__Your objective__: Reproduce the items below word for word, starting with the line that contains "Look at the photo above. For every instance of the grass" and continuing through the last line of the items.

^^^^

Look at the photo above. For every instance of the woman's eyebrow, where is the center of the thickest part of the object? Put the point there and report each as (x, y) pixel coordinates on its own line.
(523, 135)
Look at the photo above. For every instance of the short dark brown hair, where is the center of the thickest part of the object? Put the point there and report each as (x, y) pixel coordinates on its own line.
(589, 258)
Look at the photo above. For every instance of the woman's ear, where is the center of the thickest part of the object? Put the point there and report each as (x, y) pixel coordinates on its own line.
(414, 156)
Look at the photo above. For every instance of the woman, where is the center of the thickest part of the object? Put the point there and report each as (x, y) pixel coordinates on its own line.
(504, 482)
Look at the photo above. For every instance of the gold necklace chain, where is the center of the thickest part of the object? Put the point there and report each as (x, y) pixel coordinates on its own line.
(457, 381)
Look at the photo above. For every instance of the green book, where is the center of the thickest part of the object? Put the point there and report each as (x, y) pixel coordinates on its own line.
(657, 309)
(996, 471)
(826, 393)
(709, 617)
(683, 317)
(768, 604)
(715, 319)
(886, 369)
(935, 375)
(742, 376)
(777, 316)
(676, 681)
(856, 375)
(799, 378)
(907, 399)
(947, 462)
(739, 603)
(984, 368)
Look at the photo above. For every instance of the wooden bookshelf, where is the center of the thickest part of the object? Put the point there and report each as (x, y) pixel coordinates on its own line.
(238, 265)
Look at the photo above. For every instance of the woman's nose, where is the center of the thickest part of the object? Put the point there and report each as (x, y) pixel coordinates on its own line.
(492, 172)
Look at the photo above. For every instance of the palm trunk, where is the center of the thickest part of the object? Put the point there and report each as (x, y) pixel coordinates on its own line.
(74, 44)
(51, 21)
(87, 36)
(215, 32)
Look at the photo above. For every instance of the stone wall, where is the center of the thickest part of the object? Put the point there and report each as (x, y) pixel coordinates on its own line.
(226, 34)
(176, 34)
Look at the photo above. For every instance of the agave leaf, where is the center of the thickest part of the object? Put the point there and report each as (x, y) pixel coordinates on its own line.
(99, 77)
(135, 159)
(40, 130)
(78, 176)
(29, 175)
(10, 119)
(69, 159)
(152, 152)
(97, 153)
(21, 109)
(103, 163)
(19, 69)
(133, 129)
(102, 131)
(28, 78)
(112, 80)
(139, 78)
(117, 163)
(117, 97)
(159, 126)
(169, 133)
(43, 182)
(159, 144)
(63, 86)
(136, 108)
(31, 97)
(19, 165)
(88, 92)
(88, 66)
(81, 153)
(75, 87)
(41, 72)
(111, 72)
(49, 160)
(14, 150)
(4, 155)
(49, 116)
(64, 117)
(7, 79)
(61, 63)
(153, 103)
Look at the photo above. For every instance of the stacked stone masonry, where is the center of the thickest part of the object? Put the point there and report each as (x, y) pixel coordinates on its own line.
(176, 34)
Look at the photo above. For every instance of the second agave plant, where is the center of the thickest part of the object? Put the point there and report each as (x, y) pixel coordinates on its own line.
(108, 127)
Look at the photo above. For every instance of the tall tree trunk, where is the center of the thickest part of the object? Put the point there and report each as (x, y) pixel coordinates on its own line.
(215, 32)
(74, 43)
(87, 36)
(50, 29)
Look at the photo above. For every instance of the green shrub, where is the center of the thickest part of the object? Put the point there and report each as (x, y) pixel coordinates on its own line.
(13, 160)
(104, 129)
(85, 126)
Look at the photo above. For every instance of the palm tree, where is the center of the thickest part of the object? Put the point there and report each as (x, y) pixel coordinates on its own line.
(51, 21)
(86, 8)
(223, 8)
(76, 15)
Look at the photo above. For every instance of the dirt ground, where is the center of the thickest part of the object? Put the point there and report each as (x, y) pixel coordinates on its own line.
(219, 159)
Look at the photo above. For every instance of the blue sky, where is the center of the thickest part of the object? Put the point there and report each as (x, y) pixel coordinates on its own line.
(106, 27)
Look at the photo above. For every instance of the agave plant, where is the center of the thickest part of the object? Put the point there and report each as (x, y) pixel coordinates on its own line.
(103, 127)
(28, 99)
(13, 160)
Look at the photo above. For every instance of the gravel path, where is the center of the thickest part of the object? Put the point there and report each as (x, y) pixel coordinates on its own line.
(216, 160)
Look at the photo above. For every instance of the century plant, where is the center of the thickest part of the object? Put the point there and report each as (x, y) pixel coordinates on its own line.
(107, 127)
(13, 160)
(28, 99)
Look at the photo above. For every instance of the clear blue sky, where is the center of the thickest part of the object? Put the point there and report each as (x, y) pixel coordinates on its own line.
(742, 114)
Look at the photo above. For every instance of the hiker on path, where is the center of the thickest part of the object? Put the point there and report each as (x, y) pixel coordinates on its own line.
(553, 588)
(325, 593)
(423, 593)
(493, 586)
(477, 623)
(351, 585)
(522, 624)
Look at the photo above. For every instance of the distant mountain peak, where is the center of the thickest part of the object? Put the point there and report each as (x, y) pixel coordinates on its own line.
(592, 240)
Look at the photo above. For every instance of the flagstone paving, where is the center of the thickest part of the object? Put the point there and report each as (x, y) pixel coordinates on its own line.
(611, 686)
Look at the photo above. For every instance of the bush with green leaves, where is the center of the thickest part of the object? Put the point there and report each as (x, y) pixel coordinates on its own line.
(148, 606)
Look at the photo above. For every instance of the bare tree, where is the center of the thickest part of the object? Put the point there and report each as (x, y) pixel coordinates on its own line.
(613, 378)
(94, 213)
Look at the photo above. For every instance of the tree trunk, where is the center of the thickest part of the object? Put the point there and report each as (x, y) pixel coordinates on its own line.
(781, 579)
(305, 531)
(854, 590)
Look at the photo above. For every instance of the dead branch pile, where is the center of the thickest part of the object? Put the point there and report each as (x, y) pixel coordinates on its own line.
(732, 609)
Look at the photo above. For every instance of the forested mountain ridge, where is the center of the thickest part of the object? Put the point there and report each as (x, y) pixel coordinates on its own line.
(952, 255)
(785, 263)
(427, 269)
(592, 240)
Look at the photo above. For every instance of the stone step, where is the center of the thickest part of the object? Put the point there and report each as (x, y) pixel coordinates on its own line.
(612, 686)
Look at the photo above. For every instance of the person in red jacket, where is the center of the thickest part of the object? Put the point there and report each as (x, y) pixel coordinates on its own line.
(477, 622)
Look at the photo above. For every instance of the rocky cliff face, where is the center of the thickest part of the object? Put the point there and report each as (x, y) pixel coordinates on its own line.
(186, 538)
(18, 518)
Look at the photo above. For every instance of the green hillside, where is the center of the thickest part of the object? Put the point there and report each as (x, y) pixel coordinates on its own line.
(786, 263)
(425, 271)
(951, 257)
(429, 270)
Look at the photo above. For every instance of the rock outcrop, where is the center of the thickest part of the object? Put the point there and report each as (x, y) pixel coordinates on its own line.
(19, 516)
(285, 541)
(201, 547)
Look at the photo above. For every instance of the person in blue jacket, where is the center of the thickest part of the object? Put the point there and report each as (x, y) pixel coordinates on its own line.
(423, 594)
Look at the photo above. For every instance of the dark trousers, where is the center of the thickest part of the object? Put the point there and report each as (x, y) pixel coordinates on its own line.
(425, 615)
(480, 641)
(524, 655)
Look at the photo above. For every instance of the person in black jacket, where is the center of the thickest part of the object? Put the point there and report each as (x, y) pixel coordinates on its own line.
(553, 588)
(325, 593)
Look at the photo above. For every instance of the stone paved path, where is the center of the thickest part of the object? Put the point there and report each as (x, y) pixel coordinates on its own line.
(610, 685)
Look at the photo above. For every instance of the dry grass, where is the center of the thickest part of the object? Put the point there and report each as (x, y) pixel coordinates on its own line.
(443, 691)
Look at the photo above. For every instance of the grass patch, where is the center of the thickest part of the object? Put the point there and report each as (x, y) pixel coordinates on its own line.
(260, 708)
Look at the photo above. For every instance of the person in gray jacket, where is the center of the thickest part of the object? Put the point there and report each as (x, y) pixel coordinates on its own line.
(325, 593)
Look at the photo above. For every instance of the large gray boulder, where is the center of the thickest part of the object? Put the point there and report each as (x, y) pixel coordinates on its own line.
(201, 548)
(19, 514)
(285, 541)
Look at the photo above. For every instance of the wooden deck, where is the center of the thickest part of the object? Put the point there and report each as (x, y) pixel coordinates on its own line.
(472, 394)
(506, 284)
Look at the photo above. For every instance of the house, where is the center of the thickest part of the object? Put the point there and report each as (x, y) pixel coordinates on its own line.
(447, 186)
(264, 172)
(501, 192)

^^^^

__Exercise solution__:
Look at the photo above. For every instance of the grass patch, where is the center of the thickest part of the object? Put the point there and report each as (x, y) pixel coordinates on its own line.
(260, 708)
Look at the photo above. For every instance of the person in gray jacket, where is the center of the thickest part of the object? Put the point there and report each as (x, y) pixel coordinates on its own line.
(325, 593)
Look at the photo above. For every instance of the large gray boulder, where is the center of the thickest part of the object? Put the point there and report each as (x, y) pixel coordinates on its own line.
(201, 548)
(19, 514)
(285, 541)
Look at the photo above. For every instance of the wooden deck, where is the center of the thickest part of the object? Put the point there and report each as (x, y) pixel coordinates on its own line.
(472, 394)
(506, 284)
Look at the photo above. For every instance of the house, where is the center of the thickest part of the object? Put the point there and report each as (x, y) pixel coordinates on its own line.
(447, 186)
(264, 172)
(501, 192)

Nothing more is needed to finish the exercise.